GIVEN REQUEST –
Extract, without alteration, every line of the items below that contains the string "player".

DATASET ROWS –
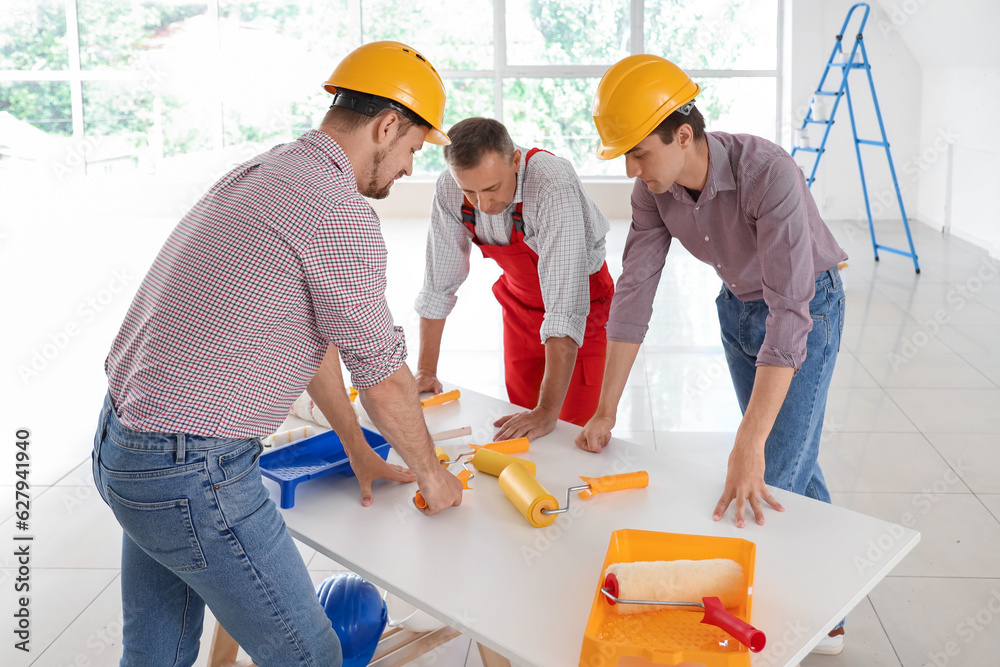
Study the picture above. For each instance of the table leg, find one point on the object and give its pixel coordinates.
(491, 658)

---

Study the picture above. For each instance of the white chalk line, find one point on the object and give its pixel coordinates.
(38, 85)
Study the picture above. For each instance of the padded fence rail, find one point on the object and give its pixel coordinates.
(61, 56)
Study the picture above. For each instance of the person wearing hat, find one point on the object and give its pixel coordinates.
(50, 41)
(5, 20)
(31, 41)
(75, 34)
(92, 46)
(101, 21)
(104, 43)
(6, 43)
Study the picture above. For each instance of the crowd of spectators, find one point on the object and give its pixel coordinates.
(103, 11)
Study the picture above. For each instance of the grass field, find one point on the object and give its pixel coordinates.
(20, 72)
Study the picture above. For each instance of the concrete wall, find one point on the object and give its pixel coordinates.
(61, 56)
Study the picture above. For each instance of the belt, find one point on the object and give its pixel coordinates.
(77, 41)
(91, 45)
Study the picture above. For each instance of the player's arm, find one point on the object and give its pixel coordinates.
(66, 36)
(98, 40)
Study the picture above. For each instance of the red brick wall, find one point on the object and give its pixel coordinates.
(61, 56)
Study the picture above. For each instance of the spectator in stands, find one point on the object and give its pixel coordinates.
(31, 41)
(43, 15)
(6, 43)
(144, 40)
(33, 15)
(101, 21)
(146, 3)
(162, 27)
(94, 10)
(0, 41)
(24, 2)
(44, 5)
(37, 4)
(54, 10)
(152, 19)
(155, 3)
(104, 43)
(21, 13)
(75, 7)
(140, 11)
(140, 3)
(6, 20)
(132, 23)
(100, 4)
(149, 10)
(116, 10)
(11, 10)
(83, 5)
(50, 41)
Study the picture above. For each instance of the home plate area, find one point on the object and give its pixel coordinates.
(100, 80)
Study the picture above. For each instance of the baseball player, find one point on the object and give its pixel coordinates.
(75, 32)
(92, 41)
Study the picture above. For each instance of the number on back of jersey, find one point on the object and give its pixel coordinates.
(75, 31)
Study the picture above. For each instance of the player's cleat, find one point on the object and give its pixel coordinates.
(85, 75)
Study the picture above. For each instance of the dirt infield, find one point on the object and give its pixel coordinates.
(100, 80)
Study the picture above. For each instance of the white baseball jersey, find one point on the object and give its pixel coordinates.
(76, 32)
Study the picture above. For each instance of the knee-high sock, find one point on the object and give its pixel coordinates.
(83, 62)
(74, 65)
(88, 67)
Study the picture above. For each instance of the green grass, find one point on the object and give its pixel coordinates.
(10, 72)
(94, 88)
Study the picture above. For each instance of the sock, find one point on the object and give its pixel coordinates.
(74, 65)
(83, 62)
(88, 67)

* * *

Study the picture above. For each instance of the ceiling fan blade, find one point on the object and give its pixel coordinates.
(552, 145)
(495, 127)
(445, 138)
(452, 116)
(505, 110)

SOLUTION TO THIS EXERCISE –
Study the picture above. For each instance of the player's arm, find one point on the object and give its pixel coordinates.
Study the picture above. For each instance of the baseball player, find one point on the object and give its pixel coordinates.
Study the picture above. For each instance of the player's cleat, find one point on the object and give its pixel coordinates.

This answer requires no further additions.